▶ **Input for this task**:
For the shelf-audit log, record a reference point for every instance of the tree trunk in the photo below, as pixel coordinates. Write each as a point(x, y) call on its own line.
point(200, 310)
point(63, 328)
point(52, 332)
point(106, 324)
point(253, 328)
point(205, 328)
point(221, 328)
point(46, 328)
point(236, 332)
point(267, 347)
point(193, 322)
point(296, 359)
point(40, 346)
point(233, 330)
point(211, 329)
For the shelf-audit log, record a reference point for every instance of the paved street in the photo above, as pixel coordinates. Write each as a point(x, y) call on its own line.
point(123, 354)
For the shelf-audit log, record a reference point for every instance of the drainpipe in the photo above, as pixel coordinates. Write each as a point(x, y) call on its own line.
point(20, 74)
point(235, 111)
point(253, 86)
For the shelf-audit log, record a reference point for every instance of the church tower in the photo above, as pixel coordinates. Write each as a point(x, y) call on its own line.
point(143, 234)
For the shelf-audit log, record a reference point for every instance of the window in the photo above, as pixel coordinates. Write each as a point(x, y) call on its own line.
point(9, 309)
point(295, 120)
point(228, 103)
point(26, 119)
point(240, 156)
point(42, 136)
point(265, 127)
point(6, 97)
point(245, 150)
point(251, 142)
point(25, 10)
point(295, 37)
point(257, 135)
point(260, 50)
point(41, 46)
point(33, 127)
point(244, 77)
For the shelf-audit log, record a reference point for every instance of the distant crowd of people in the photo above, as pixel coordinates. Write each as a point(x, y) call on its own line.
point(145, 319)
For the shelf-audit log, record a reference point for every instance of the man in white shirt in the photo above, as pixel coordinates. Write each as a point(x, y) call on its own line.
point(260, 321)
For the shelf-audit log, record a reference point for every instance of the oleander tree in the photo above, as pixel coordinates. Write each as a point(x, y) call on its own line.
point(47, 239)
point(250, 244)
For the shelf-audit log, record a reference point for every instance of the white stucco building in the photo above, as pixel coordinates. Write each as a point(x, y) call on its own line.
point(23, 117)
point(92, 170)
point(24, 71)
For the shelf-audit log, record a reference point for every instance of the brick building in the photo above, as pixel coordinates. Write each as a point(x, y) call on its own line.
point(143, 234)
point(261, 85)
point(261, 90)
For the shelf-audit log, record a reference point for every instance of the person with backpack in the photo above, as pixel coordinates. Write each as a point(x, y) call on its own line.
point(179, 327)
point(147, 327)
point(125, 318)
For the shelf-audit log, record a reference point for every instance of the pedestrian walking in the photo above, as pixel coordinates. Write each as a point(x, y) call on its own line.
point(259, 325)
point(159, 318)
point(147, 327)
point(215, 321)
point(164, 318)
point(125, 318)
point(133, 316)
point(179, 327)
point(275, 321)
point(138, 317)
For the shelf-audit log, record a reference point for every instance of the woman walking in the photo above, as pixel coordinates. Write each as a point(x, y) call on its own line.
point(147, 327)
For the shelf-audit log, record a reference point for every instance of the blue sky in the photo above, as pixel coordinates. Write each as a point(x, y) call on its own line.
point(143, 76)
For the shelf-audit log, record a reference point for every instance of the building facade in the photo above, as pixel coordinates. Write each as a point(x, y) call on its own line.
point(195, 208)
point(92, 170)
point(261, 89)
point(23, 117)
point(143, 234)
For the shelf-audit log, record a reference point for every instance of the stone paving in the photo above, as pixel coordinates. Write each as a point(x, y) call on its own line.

▶ **Given instruction**:
Rewrite all the rows above with "shelf-audit log" changed to "street-survey log" and nothing else altered.

▶ **Exercise response**:
For the street-survey log, record a reference point for every instance of the tree trunk in the photo below, as pixel coordinates. Write each as a point(x, y) call on its own line.
point(200, 310)
point(63, 328)
point(52, 332)
point(106, 324)
point(253, 328)
point(205, 328)
point(221, 328)
point(46, 328)
point(236, 332)
point(267, 347)
point(193, 322)
point(296, 359)
point(40, 346)
point(233, 330)
point(211, 329)
For the street-survey log, record a reference point for every instance of the paved street in the photo above, as pixel coordinates. Write each as a point(x, y) call on its own line.
point(123, 354)
For the street-survey log, record a reference point for every instance of the drainpipe in the photo above, as pixel coordinates. Write each as a point(x, y) call on its own line.
point(20, 74)
point(235, 111)
point(253, 86)
For the street-survey log, record a reference point for every instance of the church tower in the photo above, as pixel coordinates. Write each as a point(x, y) call on its own line.
point(143, 234)
For the street-survey log, record a reference point for every instance of the window in the photo above, as pixel coordinates. Write each as a point(x, y) call on its own line.
point(9, 309)
point(295, 120)
point(228, 103)
point(26, 119)
point(240, 156)
point(42, 136)
point(265, 127)
point(6, 97)
point(245, 150)
point(251, 142)
point(25, 10)
point(295, 37)
point(257, 135)
point(260, 50)
point(41, 46)
point(33, 127)
point(244, 77)
For the street-survey log, record a reference point for every instance of the distant crowd of people in the photo above, as pixel coordinates. Write each as a point(x, y) call on its own line.
point(145, 319)
For the street-survey log, record a reference point for every instance of the man in white shirt in the photo above, as pixel coordinates. Write each as a point(x, y) call on its own line.
point(260, 321)
For the street-survey log, record a reference point for every instance of the oleander tree in the photo above, as pixel coordinates. Write each as a point(x, y) call on its own line.
point(47, 239)
point(250, 244)
For the street-survey log, record a reference point for every instance of the white stucco building in the photo above, as pixel coordinates. Write each as a point(x, y) call on its own line.
point(23, 117)
point(92, 170)
point(24, 71)
For the street-survey log, record a reference point for every instance of the brick building in the photo above, as pixel coordinates. Write each as a point(x, y) call on its own line.
point(143, 234)
point(261, 85)
point(261, 90)
For the street-survey log, record a reference point for every instance of the person with backpack in the photo above, as pixel coordinates. Write each as a point(x, y) call on its own line.
point(179, 327)
point(147, 327)
point(125, 318)
For the street-survey log, record a reference point for every instance of the pedestrian walking in the photo above, as pixel coordinates. Write each as a point(x, y) call on its own line.
point(259, 325)
point(159, 318)
point(147, 327)
point(215, 321)
point(164, 318)
point(125, 318)
point(133, 316)
point(179, 327)
point(275, 321)
point(138, 317)
For the street-survey log, record a reference point for every instance of the woman walking in the photo above, as pixel coordinates. Write each as a point(x, y) call on its own line.
point(147, 327)
For the street-survey log, record a reference point for every instance of the blue sky in the photo above, as pixel coordinates. Write each as a point(x, y) call on its own line.
point(143, 76)
For the street-survey log, record a reference point for every instance of the building facade in the photo above, as pixel coordinates. Write each as a point(x, y) call on its own line.
point(195, 208)
point(92, 170)
point(261, 89)
point(23, 117)
point(143, 234)
For the street-survey log, record a reference point for every instance of the stone paving in the photo above, as pixel coordinates. Write each as a point(x, y) call on its own line.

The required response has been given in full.